● **WRITTEN EXERCISE A**: Count how many lines in the records below contain the word "calibrate", and reply with that number alone.

● **EXCERPTED TEXT**:
··········

Jean Toomer
[In the following excerpt, Bone discusses “Fern,” “Theater,” and “Bona and Paul” as prime examples of Toomer's narrative technique.]
The genre of Cane has been the subject of considerable speculation and debate. Some critics have viewed the book as an experimental novel; others as a miscellany, composed of poetic, dramatic, and narrative elements; still others as a work sui generis, which deliberately violates the standard categories. The problem is complicated by the fact that parts of Cane were published independently as poems, sketches, and stories.1 This would suggest that Toomer thought of them as separate entities, whatever their subsequent function in the overall design. Without attempting to resolve the larger issue, let us reduce the book to its constituent parts, in order to determine which may be legitimately classified as short stories.
Of the twenty-nine units of which Cane is composed, fifteen are plainly poems, written for the most part in free verse. “Kabnis” is a free-form play, complete with stage directions. Six of the less substantial pieces are sketches, or vignettes, or prose poems, too slender to afford much narrative development.2 The seven that remain may reasonably be regarded as short stories.3 Of these seven stories, we have chosen to discuss three: “Fern,” “Theater,” and “Bona and Paul.” They will serve to illustrate the tendency of Toomer's art to move beyond mere surfaces to a realm of transcendent reality.
“Fern,” which first appeared in the Little Review of Autumn 1922, has been as widely anthologized as it has been misconstrued. Restricting their vision to the psychological plane, critics have variously regarded Fern as a victim of sexual repression, a promiscuous, castrating female, and an emblem of the mystery of Negro womanhood. The bafflement of the young narrator, in short, has been shared by most commentators, who have failed to perceive that the story functions primarily on a philosophical or religious plane. The heroine's sexual passivity is evoked merely to accentuate her otherworldly qualities. The story's theme, which may be traced to Vachel Lindsay's poem, “The Congo,” is the spirituality of the Negro race.

··········

● **DATA PROVIDED**:

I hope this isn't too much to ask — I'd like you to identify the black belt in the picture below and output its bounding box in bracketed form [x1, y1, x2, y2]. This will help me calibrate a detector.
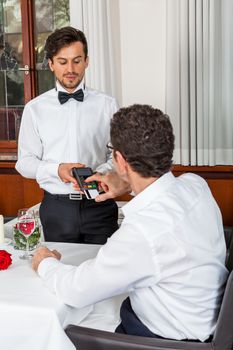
[44, 191, 86, 201]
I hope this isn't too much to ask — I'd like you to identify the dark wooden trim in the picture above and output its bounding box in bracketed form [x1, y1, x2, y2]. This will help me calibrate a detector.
[172, 165, 233, 180]
[0, 140, 17, 151]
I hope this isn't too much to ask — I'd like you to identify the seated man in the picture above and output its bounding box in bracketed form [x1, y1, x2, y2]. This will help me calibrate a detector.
[32, 105, 227, 341]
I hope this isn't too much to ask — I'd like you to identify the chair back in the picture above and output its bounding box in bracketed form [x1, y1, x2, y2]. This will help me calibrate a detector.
[213, 232, 233, 350]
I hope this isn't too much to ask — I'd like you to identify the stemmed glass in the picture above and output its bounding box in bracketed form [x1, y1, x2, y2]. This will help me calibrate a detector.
[17, 209, 36, 260]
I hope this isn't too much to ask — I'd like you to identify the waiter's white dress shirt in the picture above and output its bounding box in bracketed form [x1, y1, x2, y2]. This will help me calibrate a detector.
[38, 172, 228, 341]
[16, 82, 118, 194]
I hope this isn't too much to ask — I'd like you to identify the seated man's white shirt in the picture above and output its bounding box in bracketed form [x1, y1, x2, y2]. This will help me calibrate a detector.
[38, 173, 228, 341]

··········

● **WRITTEN EXERCISE B**: From the excerpt on Cane above, output the passage from "Jean Toomer" up to and including "classified as short stories.", copied word for word.

● **EXERCISE RESULT A**: 7

● **EXERCISE RESULT B**:
Jean Toomer
[In the following excerpt, Bone discusses “Fern,” “Theater,” and “Bona and Paul” as prime examples of Toomer's narrative technique.]
The genre of Cane has been the subject of considerable speculation and debate. Some critics have viewed the book as an experimental novel; others as a miscellany, composed of poetic, dramatic, and narrative elements; still others as a work sui generis, which deliberately violates the standard categories. The problem is complicated by the fact that parts of Cane were published independently as poems, sketches, and stories.1 This would suggest that Toomer thought of them as separate entities, whatever their subsequent function in the overall design. Without attempting to resolve the larger issue, let us reduce the book to its constituent parts, in order to determine which may be legitimately classified as short stories.